### Extract
Service and therapy dogs can help humans.

They say dogs are humans' best friends, and all dogs enrich their humans' lives by being around. Some dogs go a step further and help humans navigate through certain health conditions.

Sick Patients Can Be Calmed by Therapy Dogs

Therapy dogs can help hospitalized patients by decreasing their blood pressure and relieving their stress. A study being conducted now is looking at the effects of therapy dogs on pediatric cancer patients and finding that their stress levels, blood pressure, and heart rates are lowered by canine visits. In fact, therapy dogs have a positive effect on sick kids' parents' stress levels, too (Amy McCullough, 2015).

Service Dogs Improve Quality of Life for People with Many Conditions

Dogs can be trained to provide service for humans with a myriad of conditions. Without their dogs' help, these humans' lives would most likely be significantly more challenging. In some cases, service dogs give people independence. In others, they provide emotional support. Still other trained dogs monitor people for medical complications.

Some of the human conditions for which dogs can be trained to give aid include:

  • Blindness. Dogs can learn to guide blind people, giving them more independence than they may otherwise enjoy.
  • Deafness. Service dogs can be trained to alert deaf people to certain noises, both in their homes and while out and about.
  • Seizures. Dogs can learn to sense an impending seizure in their human before the person feels any symptoms. This early warning can allow the person to get to a safe place before the seizure.
  • PTSD or emotional challenges. Service dogs can be trained to recognize the signs of emotional distress in people with PTSD, anxiety, panic, or other emotional conditions and give support to the person by staying close, engaging with and distracting the sufferer, and giving love.
  • Mobility limitations. People who are in wheelchairs or have other mobility difficulties can use service dogs to help them with tasks and to aid them in getting around.
  • Type 1 diabetes. Dogs can be trained to recognize the signs of a rapidly dropping blood sugar level in their human and alert the person, who sometimes doesn't feel the symptoms. This allows the person to treat the low sugar level before they have more severe or dangerous symptoms such as dizziness, nausea, and seizures.
  • Autism. Kids on the autism spectrum can use a service dog for emotional help, and the dog can also be trained to keep the child from wandering off, a common problem with kids with ASD.

Our dogs are truly our best friends and, in the case of service and therapy dogs, they can be our lifelines or our ticket to independence. Talk with your doctor if you think a service dog would be of benefit to you.


Works Cited

  1. Amy McCullough, P. M. (2015, Oct. 25). The Effects of Animal-Assisted Interventions (AAIs) for Pediatric Oncology Patients, Their Parents, and Therapy Dogs at Five Hospital Sites. Retrieved from AAP Experience.

### Problem description
Using the text on service and therapy dogs, explain in one to three sentences why a dog's alert to a rapidly dropping blood sugar level helps a person with type 1 diabetes.

Referring expression pointing data:
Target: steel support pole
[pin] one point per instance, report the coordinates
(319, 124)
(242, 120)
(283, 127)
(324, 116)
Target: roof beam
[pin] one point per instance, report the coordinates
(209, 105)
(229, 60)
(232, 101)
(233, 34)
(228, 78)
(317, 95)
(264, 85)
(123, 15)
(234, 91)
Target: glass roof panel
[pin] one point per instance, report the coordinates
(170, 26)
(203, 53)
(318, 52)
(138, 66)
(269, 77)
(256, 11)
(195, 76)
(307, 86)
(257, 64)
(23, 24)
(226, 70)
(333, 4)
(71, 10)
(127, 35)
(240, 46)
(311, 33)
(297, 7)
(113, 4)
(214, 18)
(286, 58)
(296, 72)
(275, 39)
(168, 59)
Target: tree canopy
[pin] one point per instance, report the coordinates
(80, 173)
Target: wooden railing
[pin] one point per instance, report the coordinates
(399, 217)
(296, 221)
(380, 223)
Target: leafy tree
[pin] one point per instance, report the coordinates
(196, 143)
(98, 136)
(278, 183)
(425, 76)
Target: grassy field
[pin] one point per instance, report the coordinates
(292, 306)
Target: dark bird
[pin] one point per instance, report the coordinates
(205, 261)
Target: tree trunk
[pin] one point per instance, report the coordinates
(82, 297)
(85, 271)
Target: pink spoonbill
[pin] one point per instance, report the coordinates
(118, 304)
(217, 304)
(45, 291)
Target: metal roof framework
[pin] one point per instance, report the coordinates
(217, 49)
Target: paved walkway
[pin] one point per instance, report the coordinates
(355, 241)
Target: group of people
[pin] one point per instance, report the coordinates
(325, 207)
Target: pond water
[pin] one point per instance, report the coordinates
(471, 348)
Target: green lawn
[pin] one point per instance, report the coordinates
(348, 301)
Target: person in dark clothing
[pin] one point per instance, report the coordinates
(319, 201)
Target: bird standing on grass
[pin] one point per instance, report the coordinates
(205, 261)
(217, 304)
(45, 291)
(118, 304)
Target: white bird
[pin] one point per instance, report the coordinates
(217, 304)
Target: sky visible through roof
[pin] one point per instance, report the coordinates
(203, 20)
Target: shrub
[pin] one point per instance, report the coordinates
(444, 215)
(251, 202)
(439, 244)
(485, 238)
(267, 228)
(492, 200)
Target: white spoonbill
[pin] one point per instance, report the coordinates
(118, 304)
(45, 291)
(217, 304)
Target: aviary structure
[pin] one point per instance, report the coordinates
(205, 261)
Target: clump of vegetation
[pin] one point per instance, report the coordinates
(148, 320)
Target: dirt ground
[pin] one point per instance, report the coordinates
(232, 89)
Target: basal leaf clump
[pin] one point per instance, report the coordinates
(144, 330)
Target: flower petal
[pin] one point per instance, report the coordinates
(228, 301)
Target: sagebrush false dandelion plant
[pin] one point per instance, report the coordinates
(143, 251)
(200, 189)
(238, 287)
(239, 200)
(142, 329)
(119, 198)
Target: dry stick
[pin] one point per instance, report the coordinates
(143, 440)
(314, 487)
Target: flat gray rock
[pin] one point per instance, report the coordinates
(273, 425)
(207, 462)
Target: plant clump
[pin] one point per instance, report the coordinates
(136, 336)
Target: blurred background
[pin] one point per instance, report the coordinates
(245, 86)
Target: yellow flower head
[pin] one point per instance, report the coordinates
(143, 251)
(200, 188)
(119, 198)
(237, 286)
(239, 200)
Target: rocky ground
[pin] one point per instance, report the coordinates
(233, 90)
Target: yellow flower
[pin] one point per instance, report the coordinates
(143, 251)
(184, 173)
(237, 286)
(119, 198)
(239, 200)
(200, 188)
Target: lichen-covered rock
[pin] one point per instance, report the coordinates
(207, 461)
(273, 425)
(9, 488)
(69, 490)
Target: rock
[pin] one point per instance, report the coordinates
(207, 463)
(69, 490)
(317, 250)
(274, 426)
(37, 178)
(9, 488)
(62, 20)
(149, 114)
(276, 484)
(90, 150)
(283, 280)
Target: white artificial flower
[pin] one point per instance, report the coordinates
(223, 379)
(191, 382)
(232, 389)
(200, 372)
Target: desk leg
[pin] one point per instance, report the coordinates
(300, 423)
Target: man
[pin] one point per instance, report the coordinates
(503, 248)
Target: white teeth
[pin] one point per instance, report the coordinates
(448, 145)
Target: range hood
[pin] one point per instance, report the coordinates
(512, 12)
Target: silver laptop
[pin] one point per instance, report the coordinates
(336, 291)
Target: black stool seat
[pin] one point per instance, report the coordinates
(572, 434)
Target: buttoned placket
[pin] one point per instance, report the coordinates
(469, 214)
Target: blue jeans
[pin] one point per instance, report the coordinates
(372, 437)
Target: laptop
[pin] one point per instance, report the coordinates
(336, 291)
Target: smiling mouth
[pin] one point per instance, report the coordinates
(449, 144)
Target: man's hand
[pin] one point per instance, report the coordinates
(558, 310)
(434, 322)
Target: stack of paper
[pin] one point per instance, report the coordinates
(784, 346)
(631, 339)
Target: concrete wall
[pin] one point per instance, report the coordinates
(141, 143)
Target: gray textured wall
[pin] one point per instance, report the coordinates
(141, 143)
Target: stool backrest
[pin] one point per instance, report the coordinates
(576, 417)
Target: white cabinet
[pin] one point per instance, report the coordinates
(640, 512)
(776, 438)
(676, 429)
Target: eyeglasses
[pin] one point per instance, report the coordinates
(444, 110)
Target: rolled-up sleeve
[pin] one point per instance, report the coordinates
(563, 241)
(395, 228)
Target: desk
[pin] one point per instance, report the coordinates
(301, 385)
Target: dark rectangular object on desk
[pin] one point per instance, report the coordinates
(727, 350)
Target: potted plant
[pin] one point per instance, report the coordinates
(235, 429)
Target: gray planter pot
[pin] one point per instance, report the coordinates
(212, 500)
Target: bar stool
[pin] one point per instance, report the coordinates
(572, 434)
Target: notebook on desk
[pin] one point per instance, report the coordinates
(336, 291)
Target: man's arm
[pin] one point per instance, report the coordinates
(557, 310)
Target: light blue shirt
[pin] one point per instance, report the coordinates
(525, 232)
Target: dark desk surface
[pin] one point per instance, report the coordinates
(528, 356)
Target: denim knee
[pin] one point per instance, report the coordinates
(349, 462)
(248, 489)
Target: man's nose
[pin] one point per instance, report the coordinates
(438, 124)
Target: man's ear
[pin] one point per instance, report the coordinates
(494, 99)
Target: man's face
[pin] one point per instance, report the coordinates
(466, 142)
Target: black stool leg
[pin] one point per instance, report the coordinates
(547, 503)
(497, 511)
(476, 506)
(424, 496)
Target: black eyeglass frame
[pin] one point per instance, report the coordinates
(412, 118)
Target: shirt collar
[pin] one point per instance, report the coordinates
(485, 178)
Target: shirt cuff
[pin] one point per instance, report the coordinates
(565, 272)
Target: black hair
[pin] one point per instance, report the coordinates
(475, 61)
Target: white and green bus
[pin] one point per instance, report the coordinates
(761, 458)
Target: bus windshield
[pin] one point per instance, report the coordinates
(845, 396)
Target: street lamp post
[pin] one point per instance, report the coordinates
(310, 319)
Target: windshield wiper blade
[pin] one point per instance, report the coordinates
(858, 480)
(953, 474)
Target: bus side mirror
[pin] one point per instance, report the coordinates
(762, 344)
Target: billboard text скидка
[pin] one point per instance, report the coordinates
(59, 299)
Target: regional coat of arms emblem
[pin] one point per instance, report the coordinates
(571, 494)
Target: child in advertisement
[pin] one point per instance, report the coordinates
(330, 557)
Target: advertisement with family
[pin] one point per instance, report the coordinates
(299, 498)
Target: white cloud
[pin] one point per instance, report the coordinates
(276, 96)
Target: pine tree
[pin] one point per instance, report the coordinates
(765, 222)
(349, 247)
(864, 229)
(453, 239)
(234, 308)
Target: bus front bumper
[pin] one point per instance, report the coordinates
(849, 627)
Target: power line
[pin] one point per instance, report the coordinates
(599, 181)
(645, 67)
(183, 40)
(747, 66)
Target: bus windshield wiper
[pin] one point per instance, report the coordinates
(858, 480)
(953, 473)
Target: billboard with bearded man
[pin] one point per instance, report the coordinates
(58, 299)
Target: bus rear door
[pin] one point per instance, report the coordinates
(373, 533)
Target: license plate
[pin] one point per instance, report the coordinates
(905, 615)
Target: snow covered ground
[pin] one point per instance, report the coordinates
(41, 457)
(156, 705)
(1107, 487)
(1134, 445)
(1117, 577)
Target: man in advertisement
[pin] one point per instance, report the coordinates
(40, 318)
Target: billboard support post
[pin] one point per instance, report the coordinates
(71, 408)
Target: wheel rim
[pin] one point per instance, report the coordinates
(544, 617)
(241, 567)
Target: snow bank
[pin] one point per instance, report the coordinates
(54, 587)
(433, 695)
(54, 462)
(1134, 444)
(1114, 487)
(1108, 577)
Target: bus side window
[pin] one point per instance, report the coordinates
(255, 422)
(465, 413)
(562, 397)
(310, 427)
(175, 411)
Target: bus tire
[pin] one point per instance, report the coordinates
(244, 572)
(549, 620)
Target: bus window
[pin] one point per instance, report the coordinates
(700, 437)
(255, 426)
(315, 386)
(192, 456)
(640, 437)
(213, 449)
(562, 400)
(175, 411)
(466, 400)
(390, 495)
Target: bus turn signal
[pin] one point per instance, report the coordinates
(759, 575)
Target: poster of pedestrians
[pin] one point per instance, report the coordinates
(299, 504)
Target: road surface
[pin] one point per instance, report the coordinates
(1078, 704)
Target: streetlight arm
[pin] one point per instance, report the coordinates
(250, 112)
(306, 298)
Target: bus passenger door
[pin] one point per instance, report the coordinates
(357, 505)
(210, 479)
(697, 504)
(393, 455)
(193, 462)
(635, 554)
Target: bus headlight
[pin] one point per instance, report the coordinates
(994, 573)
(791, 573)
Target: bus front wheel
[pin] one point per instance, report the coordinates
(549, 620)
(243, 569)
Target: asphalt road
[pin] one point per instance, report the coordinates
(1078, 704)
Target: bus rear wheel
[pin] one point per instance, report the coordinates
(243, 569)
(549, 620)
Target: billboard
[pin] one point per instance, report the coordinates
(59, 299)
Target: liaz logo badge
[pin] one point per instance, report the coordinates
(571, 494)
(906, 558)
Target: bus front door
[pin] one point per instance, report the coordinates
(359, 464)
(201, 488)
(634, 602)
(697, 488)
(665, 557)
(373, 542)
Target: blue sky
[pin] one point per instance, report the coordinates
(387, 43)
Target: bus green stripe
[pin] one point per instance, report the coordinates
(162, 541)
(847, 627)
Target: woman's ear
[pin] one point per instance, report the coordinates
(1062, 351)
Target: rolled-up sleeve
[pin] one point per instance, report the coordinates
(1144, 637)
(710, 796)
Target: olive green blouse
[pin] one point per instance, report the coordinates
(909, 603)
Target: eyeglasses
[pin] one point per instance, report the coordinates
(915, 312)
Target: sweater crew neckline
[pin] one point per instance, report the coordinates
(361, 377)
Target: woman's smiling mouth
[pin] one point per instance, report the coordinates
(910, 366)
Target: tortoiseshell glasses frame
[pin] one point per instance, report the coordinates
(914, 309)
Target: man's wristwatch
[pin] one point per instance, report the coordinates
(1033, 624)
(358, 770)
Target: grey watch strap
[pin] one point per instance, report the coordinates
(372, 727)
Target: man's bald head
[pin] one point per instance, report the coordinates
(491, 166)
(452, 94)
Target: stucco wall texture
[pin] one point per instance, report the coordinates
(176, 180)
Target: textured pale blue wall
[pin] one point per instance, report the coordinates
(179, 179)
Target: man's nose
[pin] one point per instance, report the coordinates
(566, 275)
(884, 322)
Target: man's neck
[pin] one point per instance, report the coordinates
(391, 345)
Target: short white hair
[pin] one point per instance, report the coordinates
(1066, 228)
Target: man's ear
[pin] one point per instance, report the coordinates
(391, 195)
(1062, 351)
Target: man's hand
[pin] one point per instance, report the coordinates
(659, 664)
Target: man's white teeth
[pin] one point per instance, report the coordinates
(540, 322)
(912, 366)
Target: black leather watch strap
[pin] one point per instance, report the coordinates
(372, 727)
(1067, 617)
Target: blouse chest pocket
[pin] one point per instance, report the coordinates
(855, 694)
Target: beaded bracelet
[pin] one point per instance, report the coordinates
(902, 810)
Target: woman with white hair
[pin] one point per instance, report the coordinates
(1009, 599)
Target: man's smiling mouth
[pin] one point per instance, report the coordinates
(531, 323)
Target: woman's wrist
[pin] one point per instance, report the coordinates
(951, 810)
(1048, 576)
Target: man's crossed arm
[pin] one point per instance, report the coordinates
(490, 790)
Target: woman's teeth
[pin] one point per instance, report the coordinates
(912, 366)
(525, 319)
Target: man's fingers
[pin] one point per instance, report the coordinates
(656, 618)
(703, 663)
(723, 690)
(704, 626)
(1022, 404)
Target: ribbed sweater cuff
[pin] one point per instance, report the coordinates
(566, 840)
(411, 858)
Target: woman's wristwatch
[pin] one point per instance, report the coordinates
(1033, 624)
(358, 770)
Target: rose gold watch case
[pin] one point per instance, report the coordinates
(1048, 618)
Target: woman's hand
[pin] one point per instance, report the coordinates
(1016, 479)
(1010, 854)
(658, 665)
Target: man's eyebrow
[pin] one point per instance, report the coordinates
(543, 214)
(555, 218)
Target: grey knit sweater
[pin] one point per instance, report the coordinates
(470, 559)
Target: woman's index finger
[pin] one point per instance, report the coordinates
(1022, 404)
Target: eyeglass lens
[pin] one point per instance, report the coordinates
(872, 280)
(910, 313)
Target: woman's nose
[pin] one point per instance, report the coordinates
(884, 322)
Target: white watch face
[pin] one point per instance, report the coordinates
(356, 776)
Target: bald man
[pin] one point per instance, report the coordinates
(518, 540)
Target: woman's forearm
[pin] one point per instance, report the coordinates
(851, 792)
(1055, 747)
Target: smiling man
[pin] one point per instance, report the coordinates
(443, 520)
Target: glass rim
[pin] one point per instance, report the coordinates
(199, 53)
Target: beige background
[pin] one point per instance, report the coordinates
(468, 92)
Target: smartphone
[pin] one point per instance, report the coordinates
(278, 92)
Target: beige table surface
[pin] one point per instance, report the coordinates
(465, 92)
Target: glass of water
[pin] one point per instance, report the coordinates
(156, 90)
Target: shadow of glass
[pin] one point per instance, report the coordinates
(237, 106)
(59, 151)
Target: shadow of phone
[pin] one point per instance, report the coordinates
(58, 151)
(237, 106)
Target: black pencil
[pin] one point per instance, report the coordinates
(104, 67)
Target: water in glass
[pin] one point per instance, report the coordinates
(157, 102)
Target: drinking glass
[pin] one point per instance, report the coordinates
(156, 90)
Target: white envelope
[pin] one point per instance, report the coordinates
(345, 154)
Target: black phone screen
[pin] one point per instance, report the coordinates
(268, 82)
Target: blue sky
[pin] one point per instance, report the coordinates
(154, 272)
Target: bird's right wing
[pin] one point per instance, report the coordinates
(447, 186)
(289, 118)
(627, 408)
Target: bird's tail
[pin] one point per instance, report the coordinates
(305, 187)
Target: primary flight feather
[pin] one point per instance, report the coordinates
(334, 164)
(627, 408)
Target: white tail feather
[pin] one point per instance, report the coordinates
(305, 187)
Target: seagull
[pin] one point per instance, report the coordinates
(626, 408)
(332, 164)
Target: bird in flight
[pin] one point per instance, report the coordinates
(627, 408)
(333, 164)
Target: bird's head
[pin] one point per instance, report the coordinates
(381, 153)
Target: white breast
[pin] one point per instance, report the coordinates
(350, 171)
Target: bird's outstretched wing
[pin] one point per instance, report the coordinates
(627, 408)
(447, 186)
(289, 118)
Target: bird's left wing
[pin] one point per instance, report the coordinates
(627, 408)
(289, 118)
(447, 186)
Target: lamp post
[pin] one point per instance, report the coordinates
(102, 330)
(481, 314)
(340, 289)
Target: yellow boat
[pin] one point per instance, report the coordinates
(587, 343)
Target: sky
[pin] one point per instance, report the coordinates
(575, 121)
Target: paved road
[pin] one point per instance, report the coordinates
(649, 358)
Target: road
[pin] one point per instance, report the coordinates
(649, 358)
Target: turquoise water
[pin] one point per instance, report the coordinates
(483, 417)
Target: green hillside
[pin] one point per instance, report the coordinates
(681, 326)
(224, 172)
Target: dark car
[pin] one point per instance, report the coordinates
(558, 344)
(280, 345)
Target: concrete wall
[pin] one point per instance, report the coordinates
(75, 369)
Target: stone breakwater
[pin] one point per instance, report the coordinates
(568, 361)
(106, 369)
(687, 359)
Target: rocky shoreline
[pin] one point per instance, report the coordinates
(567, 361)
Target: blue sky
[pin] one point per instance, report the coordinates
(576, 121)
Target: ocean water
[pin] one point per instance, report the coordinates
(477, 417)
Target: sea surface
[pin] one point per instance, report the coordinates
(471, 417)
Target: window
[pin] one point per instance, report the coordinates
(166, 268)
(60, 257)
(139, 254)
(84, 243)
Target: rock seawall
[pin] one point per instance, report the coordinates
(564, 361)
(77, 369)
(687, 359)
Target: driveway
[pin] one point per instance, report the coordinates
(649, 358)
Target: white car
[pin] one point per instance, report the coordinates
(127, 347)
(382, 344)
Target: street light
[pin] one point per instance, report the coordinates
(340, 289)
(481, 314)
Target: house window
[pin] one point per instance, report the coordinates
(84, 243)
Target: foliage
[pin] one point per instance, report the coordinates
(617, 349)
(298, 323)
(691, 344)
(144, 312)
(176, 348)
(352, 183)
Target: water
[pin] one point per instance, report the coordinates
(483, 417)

### Answer to the problem
The person sometimes doesn't feel the symptoms of a rapidly dropping blood sugar level, so the dog's alert lets them know it is happening. They can then treat the low sugar level before more severe or dangerous symptoms such as dizziness, nausea, and seizures set in.